● **DATA SHOWN**:
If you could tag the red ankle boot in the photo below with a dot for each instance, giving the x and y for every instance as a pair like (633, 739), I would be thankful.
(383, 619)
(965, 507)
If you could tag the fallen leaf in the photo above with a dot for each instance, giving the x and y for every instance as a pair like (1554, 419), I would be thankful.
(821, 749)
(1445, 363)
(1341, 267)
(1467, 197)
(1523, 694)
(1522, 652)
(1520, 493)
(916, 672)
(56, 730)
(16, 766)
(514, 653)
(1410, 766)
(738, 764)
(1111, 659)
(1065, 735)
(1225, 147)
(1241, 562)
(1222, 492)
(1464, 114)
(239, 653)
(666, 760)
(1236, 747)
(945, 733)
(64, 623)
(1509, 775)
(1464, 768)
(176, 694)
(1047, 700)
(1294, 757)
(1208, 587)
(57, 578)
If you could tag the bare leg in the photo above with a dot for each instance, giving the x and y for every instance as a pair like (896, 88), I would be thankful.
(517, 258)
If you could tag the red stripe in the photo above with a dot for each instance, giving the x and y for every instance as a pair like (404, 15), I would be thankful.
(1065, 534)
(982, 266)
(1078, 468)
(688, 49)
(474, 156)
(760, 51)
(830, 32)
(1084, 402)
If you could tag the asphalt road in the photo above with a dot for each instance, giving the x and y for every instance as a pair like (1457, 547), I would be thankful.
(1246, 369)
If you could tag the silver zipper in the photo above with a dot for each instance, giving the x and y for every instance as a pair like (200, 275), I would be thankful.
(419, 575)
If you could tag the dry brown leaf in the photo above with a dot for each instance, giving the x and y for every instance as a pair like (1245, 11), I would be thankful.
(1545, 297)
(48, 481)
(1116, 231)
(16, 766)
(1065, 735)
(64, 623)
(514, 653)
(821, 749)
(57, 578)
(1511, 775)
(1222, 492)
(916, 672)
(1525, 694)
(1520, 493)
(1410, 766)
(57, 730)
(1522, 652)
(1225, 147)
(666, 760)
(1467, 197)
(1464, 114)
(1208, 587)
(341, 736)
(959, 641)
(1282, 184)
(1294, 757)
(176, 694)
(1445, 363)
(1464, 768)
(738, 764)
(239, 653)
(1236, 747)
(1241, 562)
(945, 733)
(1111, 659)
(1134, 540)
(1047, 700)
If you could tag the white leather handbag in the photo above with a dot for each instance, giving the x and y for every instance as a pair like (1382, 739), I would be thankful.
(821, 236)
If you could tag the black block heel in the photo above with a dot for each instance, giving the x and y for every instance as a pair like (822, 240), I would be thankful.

● **ACTION ITEM**:
Set down only these lines, exactly: the one containing "If you could tag the dry" and each line after it through the end of the entries above.

● **WRITTEN RESPONSE**:
If you could tag the dry brown leaf in the photo above with a dot for each instance, giving the x and y for every instance as a pair like (1245, 11), I would be thankful.
(1545, 297)
(48, 481)
(1116, 231)
(16, 766)
(1065, 735)
(64, 623)
(514, 653)
(821, 749)
(57, 578)
(1511, 775)
(1222, 492)
(916, 672)
(1525, 694)
(1520, 493)
(1410, 766)
(57, 730)
(1522, 652)
(1225, 147)
(666, 760)
(1467, 197)
(1464, 114)
(1208, 587)
(341, 736)
(959, 641)
(1282, 184)
(1294, 757)
(176, 694)
(1445, 363)
(1464, 768)
(738, 764)
(239, 653)
(1236, 747)
(1241, 562)
(945, 733)
(1111, 659)
(1134, 540)
(1047, 700)
If you could tag the white leather handbag in the photo above with a dot for each instance, giving the x and y for every instance as a pair like (1382, 739), I would be thankful.
(821, 236)
If you could tag the black block heel in the photo above with a dot for each instance, giving the x and y for every instance as a pair like (822, 240), I would be thankful.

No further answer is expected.